───── Dataset entries ─────

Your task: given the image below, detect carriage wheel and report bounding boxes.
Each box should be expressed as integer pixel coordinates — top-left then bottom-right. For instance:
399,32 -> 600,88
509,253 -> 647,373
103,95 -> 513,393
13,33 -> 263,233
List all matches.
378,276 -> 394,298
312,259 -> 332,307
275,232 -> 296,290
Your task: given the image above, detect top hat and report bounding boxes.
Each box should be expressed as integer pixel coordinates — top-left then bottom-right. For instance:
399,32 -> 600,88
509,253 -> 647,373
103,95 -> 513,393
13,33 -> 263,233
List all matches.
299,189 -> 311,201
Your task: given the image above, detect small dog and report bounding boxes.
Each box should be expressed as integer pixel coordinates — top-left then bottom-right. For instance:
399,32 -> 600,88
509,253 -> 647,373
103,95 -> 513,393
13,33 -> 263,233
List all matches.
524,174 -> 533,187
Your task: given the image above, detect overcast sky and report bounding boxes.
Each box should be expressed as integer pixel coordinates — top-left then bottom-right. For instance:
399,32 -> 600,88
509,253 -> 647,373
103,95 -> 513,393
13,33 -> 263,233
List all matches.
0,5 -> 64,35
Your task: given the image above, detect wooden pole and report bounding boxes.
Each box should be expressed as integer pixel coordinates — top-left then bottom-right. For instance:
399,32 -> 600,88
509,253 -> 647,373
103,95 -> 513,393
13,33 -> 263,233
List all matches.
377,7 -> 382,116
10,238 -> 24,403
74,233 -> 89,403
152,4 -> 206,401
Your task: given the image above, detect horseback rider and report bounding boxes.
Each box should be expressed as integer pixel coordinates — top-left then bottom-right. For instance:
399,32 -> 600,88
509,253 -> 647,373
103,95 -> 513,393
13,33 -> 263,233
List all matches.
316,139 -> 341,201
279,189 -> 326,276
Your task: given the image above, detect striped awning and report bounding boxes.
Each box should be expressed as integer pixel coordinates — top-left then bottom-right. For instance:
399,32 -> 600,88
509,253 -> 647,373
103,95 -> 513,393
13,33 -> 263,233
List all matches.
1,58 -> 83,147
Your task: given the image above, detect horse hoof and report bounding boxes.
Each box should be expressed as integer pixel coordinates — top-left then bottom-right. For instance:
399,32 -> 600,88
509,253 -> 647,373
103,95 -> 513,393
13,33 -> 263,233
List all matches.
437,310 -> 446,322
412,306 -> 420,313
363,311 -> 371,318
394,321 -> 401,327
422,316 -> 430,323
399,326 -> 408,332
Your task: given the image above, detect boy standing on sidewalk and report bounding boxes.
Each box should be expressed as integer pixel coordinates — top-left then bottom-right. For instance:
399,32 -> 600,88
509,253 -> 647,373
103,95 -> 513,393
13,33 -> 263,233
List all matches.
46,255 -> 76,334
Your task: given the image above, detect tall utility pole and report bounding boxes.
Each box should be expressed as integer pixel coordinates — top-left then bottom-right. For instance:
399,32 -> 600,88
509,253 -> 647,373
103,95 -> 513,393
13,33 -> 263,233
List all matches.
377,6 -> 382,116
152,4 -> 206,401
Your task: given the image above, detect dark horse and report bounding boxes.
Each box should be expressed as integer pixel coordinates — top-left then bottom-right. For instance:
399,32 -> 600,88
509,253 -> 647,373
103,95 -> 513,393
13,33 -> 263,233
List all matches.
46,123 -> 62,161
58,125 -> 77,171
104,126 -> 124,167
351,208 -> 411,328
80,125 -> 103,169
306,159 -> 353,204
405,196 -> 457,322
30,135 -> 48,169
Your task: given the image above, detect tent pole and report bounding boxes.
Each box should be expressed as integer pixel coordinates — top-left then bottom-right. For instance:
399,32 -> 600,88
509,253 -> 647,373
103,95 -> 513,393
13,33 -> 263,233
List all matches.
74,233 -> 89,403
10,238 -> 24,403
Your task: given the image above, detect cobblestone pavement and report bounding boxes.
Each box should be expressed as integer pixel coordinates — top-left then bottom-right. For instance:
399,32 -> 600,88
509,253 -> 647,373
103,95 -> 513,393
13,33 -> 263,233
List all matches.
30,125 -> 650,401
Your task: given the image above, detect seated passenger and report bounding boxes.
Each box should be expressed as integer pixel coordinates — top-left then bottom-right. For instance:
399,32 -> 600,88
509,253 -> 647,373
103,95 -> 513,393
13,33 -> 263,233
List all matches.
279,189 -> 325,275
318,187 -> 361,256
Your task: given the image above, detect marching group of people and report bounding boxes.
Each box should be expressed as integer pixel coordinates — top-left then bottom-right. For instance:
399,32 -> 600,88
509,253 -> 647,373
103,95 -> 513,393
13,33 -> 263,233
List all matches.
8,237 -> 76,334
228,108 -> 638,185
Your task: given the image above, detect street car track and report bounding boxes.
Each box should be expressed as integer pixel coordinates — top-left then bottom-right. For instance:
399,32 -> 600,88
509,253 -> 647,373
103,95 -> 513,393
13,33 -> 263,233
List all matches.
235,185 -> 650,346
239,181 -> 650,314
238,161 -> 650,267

─────

All of the entries above, written out exactly, make up the reply.

Your task: given the image below, detect carriage wheel and report bounding boxes.
Each box should be expressed as integer pixel coordinates — top-left then bottom-right. For instance:
399,32 -> 600,88
509,253 -> 647,373
103,95 -> 513,393
13,33 -> 263,233
List all matches.
378,276 -> 394,298
312,259 -> 332,307
275,232 -> 296,290
Your task: given the image above, detect top hat and report bounding boxes.
Each box should be expressed as integer pixel coordinates — top-left then bottom-right. For instance:
399,32 -> 600,88
509,253 -> 647,373
103,95 -> 513,393
13,33 -> 263,233
List all matches.
299,189 -> 311,201
Your task: given the image above, detect small dog and report bounding boxes.
Each box should be expressed as integer pixel coordinates — top-left then bottom-right. For instance:
399,32 -> 600,88
509,253 -> 647,373
103,95 -> 513,393
13,33 -> 263,233
List all matches.
524,174 -> 533,187
Your task: given the image above, detect overcast sky and report bounding boxes.
Each box should be expressed as integer pixel coordinates — top-left then bottom-right. For instance:
399,32 -> 600,88
509,253 -> 647,373
103,95 -> 513,393
13,33 -> 263,233
List all matches.
0,5 -> 64,35
Your task: given the image above, detect wooden pole and report bounding boxes.
Each box should be expressed as integer pixel coordinates — top-left then bottom-right. For instance:
399,32 -> 600,88
509,253 -> 647,373
103,95 -> 513,393
13,33 -> 263,233
List all matches.
377,7 -> 382,116
10,238 -> 24,403
74,233 -> 89,403
152,4 -> 206,401
Your task: given the image above, detect horseback rider and report bounding boxes.
Each box should be expressed as integer pixel coordinates — top-left then bottom-right. For instance:
399,32 -> 600,88
509,253 -> 647,373
103,95 -> 513,393
13,33 -> 263,233
List all matches.
316,139 -> 341,201
279,189 -> 326,276
Your task: given the image above, detect striped awning and report bounding boxes.
Each box should be expressed as integer pixel coordinates — top-left then bottom-right. For instance:
399,32 -> 600,88
509,253 -> 647,373
103,95 -> 513,393
13,33 -> 263,233
List all matches.
1,58 -> 83,147
Your task: given the image above, detect horse hoof and report bounding boxes.
Each box should be expressed as integer pixel coordinates — top-left then bottom-right. For instance:
399,32 -> 600,88
509,253 -> 647,373
103,95 -> 513,393
13,33 -> 263,233
List all matches.
437,310 -> 446,322
412,306 -> 420,313
363,311 -> 371,318
394,321 -> 401,327
422,316 -> 430,323
399,326 -> 408,332
Your task: given the image above, detect boy standing on sidewalk and report bounding boxes.
Each box should be expressed as integer pixel coordinates — top-left then bottom-right. For instance:
399,32 -> 600,88
509,253 -> 647,373
103,95 -> 513,393
13,33 -> 263,233
List all matches.
46,255 -> 76,334
Your task: given the image above, detect tall utility pole and report bounding boxes.
Each box should be expressed as integer pixel coordinates — top-left then bottom-right. For instance:
399,32 -> 600,88
509,253 -> 647,373
103,95 -> 513,393
13,33 -> 263,233
List all matches.
377,6 -> 382,116
152,4 -> 206,401
Your task: given the image above, detect dark horse and report bounding boxes.
Each box should be expressed as integer pixel coordinates — top-left then bottom-right. For instance:
399,32 -> 600,88
509,253 -> 647,373
103,95 -> 513,393
13,33 -> 263,233
List all matches.
46,123 -> 62,161
58,125 -> 77,171
104,126 -> 124,167
351,208 -> 411,328
80,125 -> 103,169
306,159 -> 353,204
405,196 -> 457,322
30,135 -> 48,169
Your task: given the image above, detect tent pole and report bounding boxes.
Each box should be expressed as integer pixel coordinates — top-left then bottom-right. For instance:
399,32 -> 600,88
509,253 -> 647,373
103,95 -> 513,393
13,33 -> 263,233
List all matches.
74,233 -> 89,403
10,238 -> 24,403
Your task: given the image above, detect cobblestone pavement and report bounding boxes.
Each box should be expressed as integer pixel coordinates — top-left then bottom-right. For instance:
399,32 -> 600,88
509,253 -> 647,373
103,95 -> 513,393
13,33 -> 263,233
List all matches.
30,125 -> 650,401
Your task: given the image above, detect seated passenger and report bounding boxes.
Each box should be expressed as integer pixel coordinates — top-left then bottom-right. For instance:
399,32 -> 600,88
509,253 -> 647,373
103,95 -> 513,393
13,33 -> 263,233
List all matches.
279,189 -> 325,275
318,187 -> 361,256
Your task: given the image above, detect marching group of people and report bounding boxes.
Each box should be expressed as integer pixel coordinates — top-left then bottom-right. For instance:
399,32 -> 600,88
509,253 -> 647,373
103,95 -> 513,393
13,33 -> 263,233
List all matches.
8,237 -> 76,334
228,108 -> 638,185
Your task: given the image above, detect street car track and report bounding boxes.
Each box should be expressed as integer pixel coordinates — top-left then bottom-right. For instance:
399,32 -> 600,88
509,253 -> 647,373
103,95 -> 513,393
13,33 -> 263,233
List all matches.
235,185 -> 650,346
239,181 -> 650,314
238,161 -> 650,267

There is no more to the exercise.